■ **QUOTED PASSAGE**:
# Greetings everyone....(BJJ/MT cross Train???)



## Conrad87 (Aug 16, 2005)

I am a total novice so please help me out here if you can.



I have no training in any Martial Art. 

I have had my fair share of street fights growing up and have won more often than lost I guess I could say (basic street scraps between untrained fighters). 



But I am going to be joining a local school in the next week or two. (Master Lloyd Irvin's school in Maryland) and it seems that they concentrate on BJJ and Thai Boxing.



I do understand that no matter what Art a person studies, the effectiveness usually comes down to that individuals abilities. As for me...I've always been pretty good with my hands but I really want to start with BJJ as my base style. 

However, I would really like to have a balanced approach...and be able to maximize my striking ability and conditioning with Muay Thai also.. 



So I guess my question is....



would I be better off focusing solely on BJJ then later on incorporating Muay Thai...Or would it be ok for me to cross train right from the start with the two Arts?



Please help me....because I want to make sure I am spending my money wisely....


----------



## searcher (Aug 16, 2005)

You are going to get a mix of opinions, but if I were you I would focus on the BJJ and establish a good base of techniques.    The reason for my opinion is that BJJ has striking and grappling skills.   It will also have a good level of conditioning, if you put in the time on your own.   If you choose to go the other way and make MT your base don't go mixing it up to quickly.   I am all for cross-training once you have a good knowledge base.   Don't get in to great of a hurry.


----------



## Kenpojujitsu3 (Aug 16, 2005)

If youre training with Master Lloyd croosstrain from the start.  He knows how to integrate things very well for his students so cross-training should present you no problem there.


----------



## arnisador (Aug 16, 2005)

Go for both. Youll get great standing stuff and great grappling stuff. You're lucky.

■ **PROMPT 1**: In the forum thread, which school does the first poster plan to join?
■ **PROMPT 2**: Locate every line in the records that includes the string "blonde" and copy each one out. Case counts.
These records are unrelated to the forum thread.

(Point placement records)
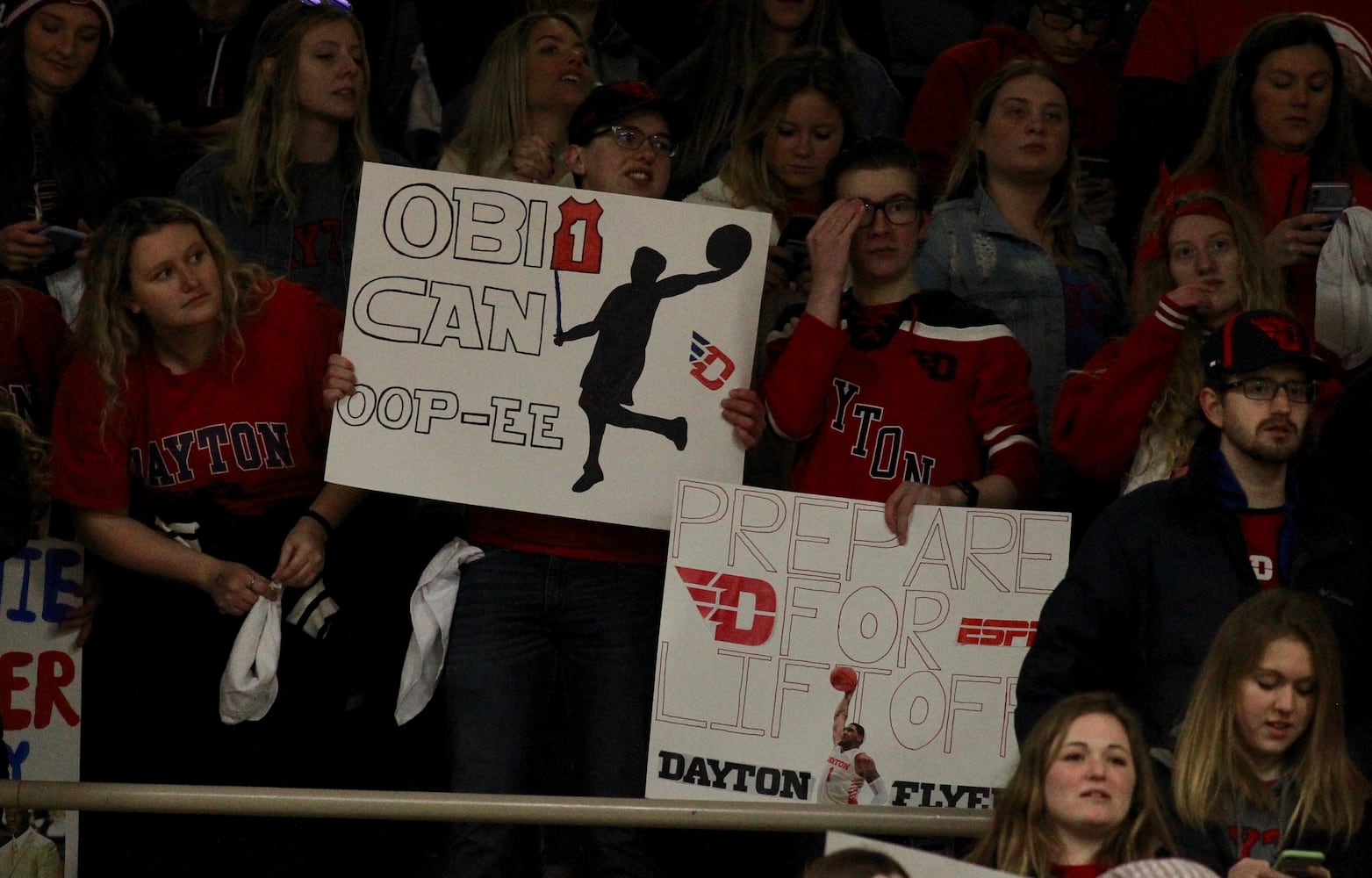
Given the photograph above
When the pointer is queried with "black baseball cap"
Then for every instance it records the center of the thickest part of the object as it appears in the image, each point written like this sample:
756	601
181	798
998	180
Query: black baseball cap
611	103
1253	341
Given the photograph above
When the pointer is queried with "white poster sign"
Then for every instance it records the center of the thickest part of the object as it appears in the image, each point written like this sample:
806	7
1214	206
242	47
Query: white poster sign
40	683
914	862
543	349
806	655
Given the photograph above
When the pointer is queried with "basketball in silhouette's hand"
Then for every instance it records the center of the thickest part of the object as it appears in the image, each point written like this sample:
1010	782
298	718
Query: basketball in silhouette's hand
728	248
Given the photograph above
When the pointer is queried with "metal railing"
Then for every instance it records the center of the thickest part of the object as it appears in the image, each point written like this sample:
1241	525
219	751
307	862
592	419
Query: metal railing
456	807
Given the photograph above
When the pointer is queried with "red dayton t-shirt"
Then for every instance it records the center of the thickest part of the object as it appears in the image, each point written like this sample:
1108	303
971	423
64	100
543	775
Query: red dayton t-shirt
250	426
1261	534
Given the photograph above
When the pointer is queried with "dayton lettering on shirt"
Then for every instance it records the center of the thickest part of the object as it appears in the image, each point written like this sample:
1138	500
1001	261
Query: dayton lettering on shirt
884	446
213	450
307	238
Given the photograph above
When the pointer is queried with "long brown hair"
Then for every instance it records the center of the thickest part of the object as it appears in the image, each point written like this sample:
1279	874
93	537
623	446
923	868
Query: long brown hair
1174	419
104	327
1211	765
261	175
969	168
1231	131
1023	838
711	81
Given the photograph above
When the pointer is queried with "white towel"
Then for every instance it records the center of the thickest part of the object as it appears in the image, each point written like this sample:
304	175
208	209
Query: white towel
1343	288
431	616
248	689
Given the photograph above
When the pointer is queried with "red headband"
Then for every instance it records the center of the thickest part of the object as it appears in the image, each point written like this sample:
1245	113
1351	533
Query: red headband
1174	205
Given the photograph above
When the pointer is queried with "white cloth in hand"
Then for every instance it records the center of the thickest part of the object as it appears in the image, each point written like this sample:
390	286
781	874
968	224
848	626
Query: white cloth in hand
431	616
248	689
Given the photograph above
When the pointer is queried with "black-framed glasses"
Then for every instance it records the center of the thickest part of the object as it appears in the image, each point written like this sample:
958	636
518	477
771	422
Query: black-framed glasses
1060	18
1262	390
899	212
633	139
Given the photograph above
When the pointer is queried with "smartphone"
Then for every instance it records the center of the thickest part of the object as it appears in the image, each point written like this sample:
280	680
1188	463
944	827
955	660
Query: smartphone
794	239
1296	862
63	238
1330	199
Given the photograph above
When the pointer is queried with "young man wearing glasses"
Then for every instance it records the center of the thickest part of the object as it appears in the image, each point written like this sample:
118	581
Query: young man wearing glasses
897	394
1074	36
1162	567
621	140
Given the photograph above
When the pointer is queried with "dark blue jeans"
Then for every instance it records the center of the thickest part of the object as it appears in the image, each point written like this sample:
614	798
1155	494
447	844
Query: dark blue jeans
535	639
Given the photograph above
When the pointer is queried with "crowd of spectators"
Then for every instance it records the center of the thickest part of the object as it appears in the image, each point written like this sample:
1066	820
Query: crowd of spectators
1114	232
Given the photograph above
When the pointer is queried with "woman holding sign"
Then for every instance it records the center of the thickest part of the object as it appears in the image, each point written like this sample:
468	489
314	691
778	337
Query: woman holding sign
190	442
285	194
1082	797
1262	767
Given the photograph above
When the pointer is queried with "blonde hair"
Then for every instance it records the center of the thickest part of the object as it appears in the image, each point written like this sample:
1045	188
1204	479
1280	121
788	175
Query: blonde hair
1174	419
711	81
499	110
260	175
1211	765
1023	838
1058	212
104	327
779	81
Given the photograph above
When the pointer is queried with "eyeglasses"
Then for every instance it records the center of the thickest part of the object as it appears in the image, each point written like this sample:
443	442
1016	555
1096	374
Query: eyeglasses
1060	18
633	139
899	212
1262	390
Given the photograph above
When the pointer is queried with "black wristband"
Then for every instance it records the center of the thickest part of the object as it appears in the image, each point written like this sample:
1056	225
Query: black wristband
970	490
324	523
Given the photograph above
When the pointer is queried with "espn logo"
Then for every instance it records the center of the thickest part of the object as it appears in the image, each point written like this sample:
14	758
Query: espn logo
996	631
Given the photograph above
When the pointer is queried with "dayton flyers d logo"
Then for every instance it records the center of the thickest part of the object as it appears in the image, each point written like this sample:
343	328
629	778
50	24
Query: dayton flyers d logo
996	631
726	600
703	356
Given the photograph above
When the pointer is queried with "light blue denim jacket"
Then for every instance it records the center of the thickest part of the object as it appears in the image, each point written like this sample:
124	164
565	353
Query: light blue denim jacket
972	251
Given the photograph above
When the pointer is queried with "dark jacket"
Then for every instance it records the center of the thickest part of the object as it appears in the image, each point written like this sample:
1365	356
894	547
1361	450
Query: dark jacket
1158	573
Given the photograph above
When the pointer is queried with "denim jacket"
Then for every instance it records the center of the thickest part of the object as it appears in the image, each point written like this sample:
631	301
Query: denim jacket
972	251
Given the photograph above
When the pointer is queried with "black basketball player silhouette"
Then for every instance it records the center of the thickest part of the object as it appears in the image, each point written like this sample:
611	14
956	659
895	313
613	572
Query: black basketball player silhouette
623	326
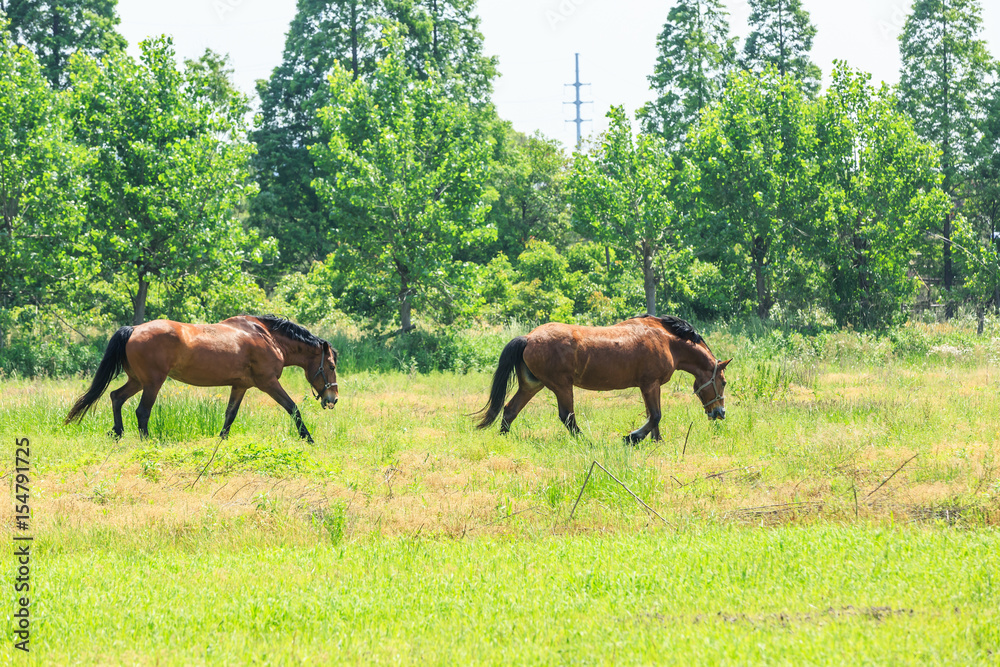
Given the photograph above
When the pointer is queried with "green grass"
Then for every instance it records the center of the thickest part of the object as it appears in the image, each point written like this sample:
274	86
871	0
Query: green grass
715	595
404	534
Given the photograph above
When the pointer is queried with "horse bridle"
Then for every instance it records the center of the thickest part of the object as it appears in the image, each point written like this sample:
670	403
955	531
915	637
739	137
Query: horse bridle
718	394
322	370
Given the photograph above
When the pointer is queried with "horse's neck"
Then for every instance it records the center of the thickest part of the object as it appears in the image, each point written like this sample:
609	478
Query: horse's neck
294	352
691	358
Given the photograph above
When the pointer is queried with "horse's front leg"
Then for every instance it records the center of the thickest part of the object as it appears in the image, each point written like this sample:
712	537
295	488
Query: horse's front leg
235	398
278	393
651	397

■ **COMPLETE ANSWER 1**: Master Lloyd Irvin's school in Maryland.

■ **COMPLETE ANSWER 2**:
When the pointer is queried with "blonde hair"
Query: blonde hair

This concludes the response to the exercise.